Gather every line from the two blocks below that contains the string "grass", matching case exactly, and copy each one unchanged.
══ Supplied records
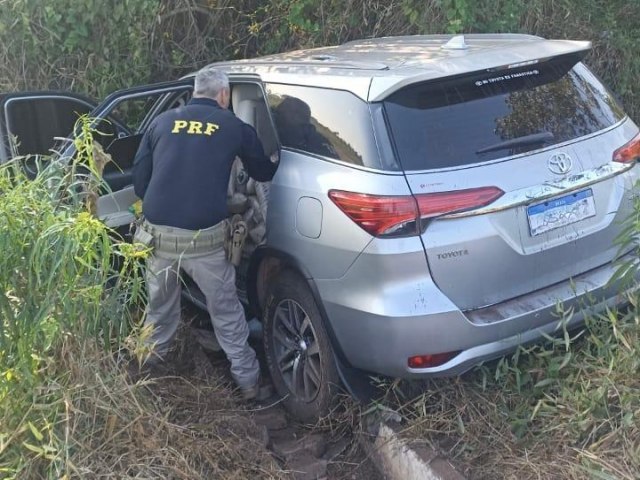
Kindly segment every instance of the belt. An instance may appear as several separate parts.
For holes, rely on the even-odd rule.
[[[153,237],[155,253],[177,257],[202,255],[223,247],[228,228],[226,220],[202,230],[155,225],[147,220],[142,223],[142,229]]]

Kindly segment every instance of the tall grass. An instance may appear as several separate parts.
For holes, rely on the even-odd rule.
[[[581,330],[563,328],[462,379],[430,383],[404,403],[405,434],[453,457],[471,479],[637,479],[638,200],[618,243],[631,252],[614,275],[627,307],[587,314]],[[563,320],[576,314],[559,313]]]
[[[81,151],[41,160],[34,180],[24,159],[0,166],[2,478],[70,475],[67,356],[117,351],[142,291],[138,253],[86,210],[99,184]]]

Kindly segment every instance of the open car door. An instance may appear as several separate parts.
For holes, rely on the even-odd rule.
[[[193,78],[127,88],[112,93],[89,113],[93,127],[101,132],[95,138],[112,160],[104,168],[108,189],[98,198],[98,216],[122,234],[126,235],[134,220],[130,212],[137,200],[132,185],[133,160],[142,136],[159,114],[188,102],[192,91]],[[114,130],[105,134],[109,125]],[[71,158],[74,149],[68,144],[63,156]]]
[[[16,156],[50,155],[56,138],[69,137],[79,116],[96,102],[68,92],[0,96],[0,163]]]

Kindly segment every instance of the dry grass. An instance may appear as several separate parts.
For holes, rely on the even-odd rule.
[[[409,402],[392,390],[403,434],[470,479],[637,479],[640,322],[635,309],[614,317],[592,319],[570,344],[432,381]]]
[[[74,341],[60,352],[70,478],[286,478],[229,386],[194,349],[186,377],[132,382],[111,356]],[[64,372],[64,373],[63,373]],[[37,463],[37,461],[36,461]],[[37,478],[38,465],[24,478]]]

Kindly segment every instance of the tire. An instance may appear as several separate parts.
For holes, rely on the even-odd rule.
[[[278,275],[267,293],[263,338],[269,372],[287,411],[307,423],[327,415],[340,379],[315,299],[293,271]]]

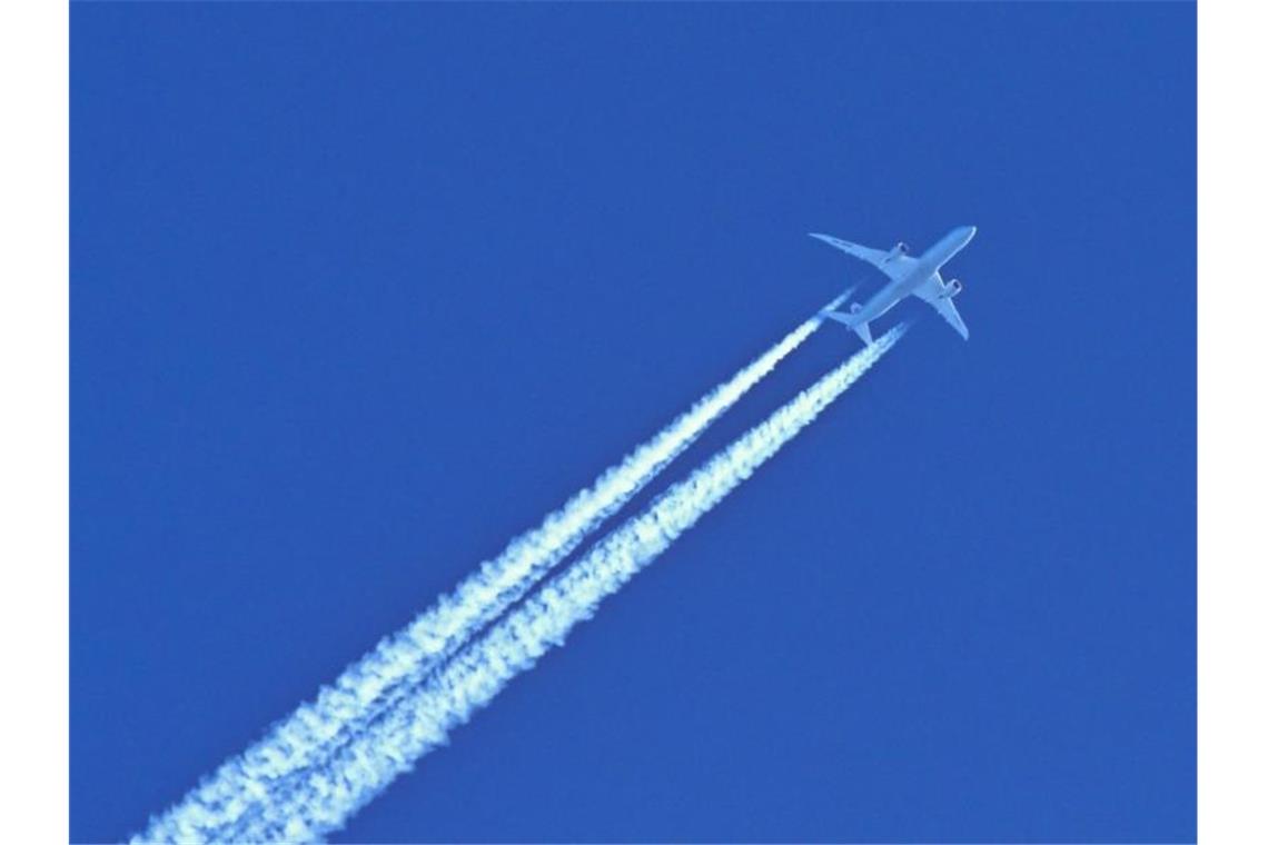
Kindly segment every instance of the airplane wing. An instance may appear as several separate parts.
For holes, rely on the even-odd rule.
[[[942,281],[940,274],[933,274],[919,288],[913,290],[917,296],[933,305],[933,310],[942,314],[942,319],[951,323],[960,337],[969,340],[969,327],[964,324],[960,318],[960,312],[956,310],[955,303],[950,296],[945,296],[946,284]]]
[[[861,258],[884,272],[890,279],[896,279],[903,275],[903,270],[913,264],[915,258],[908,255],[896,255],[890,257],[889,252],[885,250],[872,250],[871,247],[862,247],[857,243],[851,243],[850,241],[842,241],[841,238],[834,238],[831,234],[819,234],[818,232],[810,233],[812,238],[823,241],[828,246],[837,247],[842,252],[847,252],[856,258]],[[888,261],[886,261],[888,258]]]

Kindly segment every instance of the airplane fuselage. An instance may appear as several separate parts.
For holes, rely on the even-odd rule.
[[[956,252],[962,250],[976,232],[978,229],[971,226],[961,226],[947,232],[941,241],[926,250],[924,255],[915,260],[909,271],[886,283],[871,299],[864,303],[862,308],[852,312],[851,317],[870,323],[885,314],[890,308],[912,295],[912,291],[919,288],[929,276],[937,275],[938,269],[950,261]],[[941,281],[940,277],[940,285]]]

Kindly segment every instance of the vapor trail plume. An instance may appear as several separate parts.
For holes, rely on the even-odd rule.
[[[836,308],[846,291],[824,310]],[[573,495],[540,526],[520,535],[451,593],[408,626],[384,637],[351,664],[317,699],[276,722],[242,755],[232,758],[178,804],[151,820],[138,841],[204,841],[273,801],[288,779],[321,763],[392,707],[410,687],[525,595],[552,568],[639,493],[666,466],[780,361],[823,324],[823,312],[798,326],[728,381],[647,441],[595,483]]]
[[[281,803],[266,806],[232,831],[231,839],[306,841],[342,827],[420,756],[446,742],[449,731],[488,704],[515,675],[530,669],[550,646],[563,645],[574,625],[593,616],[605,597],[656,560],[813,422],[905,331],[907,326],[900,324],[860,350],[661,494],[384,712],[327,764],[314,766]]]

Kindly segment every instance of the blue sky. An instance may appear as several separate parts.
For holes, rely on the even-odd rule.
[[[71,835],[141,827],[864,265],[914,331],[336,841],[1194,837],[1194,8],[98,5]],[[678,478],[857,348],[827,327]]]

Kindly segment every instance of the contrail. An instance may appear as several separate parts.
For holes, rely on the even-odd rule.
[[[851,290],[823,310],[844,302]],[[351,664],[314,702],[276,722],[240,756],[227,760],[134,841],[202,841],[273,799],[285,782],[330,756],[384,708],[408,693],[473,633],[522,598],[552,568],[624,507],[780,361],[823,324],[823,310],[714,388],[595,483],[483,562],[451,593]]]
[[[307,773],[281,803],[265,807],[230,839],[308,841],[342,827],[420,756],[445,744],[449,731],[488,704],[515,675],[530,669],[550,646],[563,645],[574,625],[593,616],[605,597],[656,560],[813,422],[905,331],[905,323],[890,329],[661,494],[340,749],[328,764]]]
════
══ Supplied records
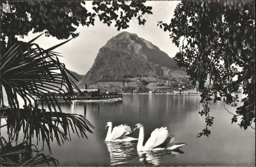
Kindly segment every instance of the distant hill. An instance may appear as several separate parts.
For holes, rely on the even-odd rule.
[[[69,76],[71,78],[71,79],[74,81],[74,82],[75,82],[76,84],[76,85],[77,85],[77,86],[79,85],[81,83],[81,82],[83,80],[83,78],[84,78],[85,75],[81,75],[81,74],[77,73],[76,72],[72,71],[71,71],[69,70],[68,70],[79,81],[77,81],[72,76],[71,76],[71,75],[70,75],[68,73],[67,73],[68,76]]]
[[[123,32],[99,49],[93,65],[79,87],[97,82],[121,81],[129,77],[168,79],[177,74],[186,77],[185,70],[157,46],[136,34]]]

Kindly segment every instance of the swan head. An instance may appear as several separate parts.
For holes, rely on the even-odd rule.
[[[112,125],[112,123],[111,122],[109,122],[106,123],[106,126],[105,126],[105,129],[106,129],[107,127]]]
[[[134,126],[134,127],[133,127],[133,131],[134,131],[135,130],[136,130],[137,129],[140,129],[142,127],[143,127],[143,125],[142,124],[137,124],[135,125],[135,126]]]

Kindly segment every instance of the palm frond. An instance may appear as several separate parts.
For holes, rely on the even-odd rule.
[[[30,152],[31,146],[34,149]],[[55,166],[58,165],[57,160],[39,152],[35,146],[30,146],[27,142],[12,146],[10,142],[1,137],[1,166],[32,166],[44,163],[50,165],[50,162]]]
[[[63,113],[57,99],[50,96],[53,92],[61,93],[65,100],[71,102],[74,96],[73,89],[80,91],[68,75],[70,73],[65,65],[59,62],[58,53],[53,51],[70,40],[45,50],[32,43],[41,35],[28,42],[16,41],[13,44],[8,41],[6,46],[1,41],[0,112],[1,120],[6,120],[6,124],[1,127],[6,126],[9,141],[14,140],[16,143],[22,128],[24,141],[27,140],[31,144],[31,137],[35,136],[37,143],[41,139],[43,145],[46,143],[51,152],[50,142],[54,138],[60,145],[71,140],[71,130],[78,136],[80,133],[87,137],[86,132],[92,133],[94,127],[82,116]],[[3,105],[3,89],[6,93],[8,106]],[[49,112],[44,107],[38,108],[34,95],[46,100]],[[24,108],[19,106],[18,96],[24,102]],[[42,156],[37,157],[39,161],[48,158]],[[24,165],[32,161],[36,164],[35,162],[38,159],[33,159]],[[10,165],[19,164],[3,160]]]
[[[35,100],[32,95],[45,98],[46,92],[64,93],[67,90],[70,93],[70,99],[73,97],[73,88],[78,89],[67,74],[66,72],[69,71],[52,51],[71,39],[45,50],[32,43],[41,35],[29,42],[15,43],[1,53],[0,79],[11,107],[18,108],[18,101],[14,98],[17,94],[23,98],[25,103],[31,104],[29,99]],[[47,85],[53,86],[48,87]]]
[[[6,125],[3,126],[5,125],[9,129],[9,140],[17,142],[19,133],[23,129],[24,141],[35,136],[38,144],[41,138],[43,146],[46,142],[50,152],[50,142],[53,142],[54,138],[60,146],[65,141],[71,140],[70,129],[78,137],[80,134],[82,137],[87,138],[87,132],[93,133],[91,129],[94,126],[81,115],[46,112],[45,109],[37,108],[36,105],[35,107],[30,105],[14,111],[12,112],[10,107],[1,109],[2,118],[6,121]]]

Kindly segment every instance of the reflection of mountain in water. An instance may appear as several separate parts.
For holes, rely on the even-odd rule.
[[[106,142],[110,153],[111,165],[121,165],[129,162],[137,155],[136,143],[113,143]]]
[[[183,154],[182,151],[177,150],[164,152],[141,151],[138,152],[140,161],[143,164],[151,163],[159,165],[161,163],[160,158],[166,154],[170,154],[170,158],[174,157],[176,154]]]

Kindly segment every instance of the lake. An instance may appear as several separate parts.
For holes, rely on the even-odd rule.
════
Response below |
Kindly segment every instance of the tall grass. An instance may appear as several separate parts.
Kindly segment every instance of the dry grass. An instance may appear as several separate parts.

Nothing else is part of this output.